## QUOTED TEXT
** BEGIN **

/leapy

BETA: Real-time inference from scalable machine learning in Python

Primary LanguagePythonOtherNOASSERTION

fast

Just give me the dataz!

Welcome! Leapy is a library for real-time, sub-millisecond inference; it provides customizable machine learning pipeline export for fast model serving. These pipelines are targeted for using Dask's scalable machine learning, which follows the Scikit-Learn API. However, you can use this framework directly with Scikit-Learn as well.

pipe = Pipeline([
        ('fp', FeaturePipeline([('ohe',
                                 OneHotEncoder(sparse=False),
                                 [0, 1])])),
        ('clf', LogisticRegression())
])

pipe.fit(X, y)

pipeline_runtime = pipe.to_runtime()               # ⚡⚡⚡ 
init('./model_repo', pipeline_runtime, df.head())  # Ready to deploy

And serve this super fast pipeline:

$ leap serve --repo ./model_repo
$ curl localhost:8080:/health
{
  "status": "healthy"
}

(See below for benchmarks and a more detailed usage example.)

Benefits

Dask is a Python distributed computing environment in Python with a burgeoning machine learning component, compatible with Scikit-Learn's API. Using Leapy's framework, we can serve these pipelines in real-time!

This means:

  • No JVM: No reliance on JVM from using Spark.
  • Python: All Python development and custom transformers -- no Scala & Java needed!
  • Scale: Scikit-Learn logic and pipelines scaled to clusters.
  • Fast: You're in control of how fast your transformers are.
  • Simple: Easily build and deploy models with Docker.
  • Reliable: Encourages a test-driven approach.

Examples

  • Simple -- Super simple example of creating, testing, and using custom transformers
  • XGBoost -- Advanced example of using XGBoost with Dask, saving, and serving the model.

Benchmarks

A simple example of what we're going for -- computing a one-hot-encoding, with ~200K labels, of a single data point (dask array x_da and numpy array x = x_da.compute()):

sample benchmark

Where ohe_dml (from dask_ml) and ohe (from leapy) are essentially the same; ohe_sk is from scikit-learn and ohe_runtime is from ohe.to_runtime(). And, running compute() on Dask transforms above bumps the time up to about 1 second.

With the time we save using ohe_runtime, we can squeeze in many more transformations and an estimator to still come in under 1ms.

Example Usage

Start with a dataset in dask arrays, X, y, and dataframe ddf: pipeline:

import numpy as np
import pandas as pd
import dask.array as da
import dask.dataframe as dd

X_np = np.array([[1, 'a'], [2, 'b']], dtype=np.object)

** END **

## WRITTEN EXERCISE 1
Answer these questions about the Leapy page:
(a) What does Leapy provide for fast model serving?
(b) Which tool is named in the list of benefits for easily building and deploying models?
(c) Roughly how many labels does the one-hot-encoding in the benchmark involve?

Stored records
** BEGIN **

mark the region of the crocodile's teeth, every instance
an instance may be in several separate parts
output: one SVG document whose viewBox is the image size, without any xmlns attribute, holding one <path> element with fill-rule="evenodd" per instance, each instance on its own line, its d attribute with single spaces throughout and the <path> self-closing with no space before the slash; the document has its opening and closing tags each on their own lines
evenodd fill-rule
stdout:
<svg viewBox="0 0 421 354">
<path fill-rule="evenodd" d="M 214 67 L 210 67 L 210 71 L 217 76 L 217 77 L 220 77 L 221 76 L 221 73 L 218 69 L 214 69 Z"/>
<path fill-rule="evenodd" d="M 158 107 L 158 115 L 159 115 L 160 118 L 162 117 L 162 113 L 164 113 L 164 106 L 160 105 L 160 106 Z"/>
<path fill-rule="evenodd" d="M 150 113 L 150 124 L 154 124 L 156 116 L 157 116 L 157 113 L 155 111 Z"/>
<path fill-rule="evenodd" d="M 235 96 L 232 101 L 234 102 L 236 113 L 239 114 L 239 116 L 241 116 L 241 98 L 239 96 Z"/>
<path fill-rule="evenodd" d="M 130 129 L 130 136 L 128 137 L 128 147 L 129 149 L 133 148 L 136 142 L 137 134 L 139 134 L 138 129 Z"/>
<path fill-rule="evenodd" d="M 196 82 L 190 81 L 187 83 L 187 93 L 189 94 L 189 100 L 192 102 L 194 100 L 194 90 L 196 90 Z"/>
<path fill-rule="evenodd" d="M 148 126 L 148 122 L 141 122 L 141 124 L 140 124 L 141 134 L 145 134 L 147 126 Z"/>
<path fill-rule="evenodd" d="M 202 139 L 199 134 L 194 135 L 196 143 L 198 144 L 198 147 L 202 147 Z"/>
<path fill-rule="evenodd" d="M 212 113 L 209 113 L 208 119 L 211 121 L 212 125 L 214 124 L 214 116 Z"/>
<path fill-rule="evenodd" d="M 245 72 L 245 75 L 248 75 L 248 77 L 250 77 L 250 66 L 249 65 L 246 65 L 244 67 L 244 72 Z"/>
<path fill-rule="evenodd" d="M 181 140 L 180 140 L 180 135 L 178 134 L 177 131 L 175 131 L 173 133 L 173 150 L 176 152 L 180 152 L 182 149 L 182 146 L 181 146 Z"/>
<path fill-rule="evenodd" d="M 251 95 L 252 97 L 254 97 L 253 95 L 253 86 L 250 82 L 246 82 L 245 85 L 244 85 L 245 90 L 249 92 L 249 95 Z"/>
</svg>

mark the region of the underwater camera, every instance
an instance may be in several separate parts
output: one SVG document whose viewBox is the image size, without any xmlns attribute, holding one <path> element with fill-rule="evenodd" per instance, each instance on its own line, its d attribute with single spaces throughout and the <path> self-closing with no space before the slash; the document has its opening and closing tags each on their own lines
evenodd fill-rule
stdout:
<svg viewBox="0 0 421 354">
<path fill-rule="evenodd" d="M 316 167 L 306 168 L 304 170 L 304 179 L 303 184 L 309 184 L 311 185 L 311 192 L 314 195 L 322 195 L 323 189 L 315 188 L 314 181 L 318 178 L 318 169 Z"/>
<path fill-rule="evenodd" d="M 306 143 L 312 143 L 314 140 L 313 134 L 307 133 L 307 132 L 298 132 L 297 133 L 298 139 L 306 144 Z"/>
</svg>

** END **

## WRITTEN EXERCISE 2
Arrange the stored records as a Markdown table with the columns Row and Line, giving each line its row number and leaving out blank lines. Begin at the first line of the records and stop after the line that contains "235 96 L 232".

## CORRECT RESULT 1
(a) Customizable machine learning pipeline export.
(b) Docker.
(c) About 200K labels.

## CORRECT RESULT 2
| Row | Line |
|---|---|
| 1 | mark the region of the crocodile's teeth, every instance |
| 2 | an instance may be in several separate parts |
| 3 | output: one SVG document whose viewBox is the image size, without any xmlns attribute, holding one <path> element with fill-rule="evenodd" per instance, each instance on its own line, its d attribute with single spaces throughout and the <path> self-closing with no space before the slash; the document has its opening and closing tags each on their own lines |
| 4 | evenodd fill-rule |
| 5 | stdout: |
| 6 | <svg viewBox="0 0 421 354"> |
| 7 | <path fill-rule="evenodd" d="M 214 67 L 210 67 L 210 71 L 217 76 L 217 77 L 220 77 L 221 76 L 221 73 L 218 69 L 214 69 Z"/> |
| 8 | <path fill-rule="evenodd" d="M 158 107 L 158 115 L 159 115 L 160 118 L 162 117 L 162 113 L 164 113 L 164 106 L 160 105 L 160 106 Z"/> |
| 9 | <path fill-rule="evenodd" d="M 150 113 L 150 124 L 154 124 L 156 116 L 157 116 L 157 113 L 155 111 Z"/> |
| 10 | <path fill-rule="evenodd" d="M 235 96 L 232 101 L 234 102 L 236 113 L 239 114 L 239 116 L 241 116 L 241 98 L 239 96 Z"/> |